» **PROMPT**
Report each row below that contains the string "ceiling", copying every such row in full. Treat uppercase and lowercase letters as distinct when matching.
◇ ◇ ◇
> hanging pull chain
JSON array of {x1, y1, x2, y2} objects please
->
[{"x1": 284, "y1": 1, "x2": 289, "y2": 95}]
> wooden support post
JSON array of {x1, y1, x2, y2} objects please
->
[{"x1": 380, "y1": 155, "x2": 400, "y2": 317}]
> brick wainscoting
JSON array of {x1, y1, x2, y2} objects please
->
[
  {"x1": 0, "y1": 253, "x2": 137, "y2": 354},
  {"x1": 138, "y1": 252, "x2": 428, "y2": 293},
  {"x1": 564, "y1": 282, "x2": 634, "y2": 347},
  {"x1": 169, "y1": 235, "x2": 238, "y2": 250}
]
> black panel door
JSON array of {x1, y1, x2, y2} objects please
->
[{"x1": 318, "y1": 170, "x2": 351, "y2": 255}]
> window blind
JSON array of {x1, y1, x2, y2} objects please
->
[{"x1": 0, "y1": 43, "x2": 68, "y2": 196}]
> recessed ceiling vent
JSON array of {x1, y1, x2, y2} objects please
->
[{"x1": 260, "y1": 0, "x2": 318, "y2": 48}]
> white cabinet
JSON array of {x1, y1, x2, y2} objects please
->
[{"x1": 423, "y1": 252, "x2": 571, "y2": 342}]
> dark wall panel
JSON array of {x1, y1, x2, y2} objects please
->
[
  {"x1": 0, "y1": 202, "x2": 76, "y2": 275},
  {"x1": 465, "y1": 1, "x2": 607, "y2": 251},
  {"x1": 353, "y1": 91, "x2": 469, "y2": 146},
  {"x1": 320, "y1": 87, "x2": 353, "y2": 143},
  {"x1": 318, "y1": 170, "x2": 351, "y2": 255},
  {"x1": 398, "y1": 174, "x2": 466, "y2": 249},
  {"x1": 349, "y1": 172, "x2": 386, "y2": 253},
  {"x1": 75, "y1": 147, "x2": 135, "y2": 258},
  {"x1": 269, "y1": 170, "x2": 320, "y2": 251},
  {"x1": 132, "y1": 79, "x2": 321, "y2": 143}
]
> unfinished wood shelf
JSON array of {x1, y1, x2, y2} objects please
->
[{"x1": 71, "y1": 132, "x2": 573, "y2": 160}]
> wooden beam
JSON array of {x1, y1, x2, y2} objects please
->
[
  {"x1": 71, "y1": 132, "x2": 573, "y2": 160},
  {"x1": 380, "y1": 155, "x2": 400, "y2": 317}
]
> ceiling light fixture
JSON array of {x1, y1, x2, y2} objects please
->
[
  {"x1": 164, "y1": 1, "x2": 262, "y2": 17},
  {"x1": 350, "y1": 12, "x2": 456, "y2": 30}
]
◇ ◇ ◇
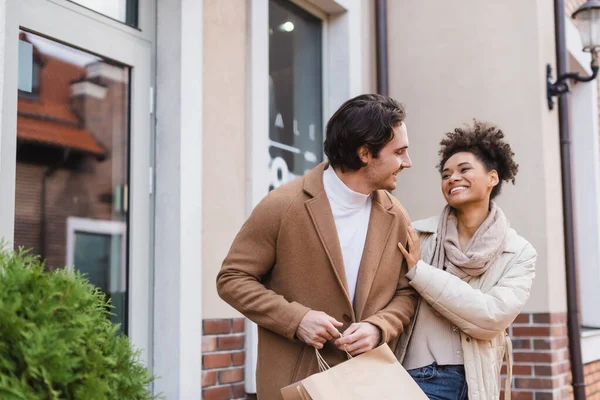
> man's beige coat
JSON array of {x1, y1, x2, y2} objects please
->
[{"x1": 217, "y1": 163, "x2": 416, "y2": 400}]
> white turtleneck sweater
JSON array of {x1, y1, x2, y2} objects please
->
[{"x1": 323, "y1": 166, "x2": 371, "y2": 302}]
◇ ◇ ◇
» **FULL RESPONSE**
> recessed ceiling vent
> ceiling light fixture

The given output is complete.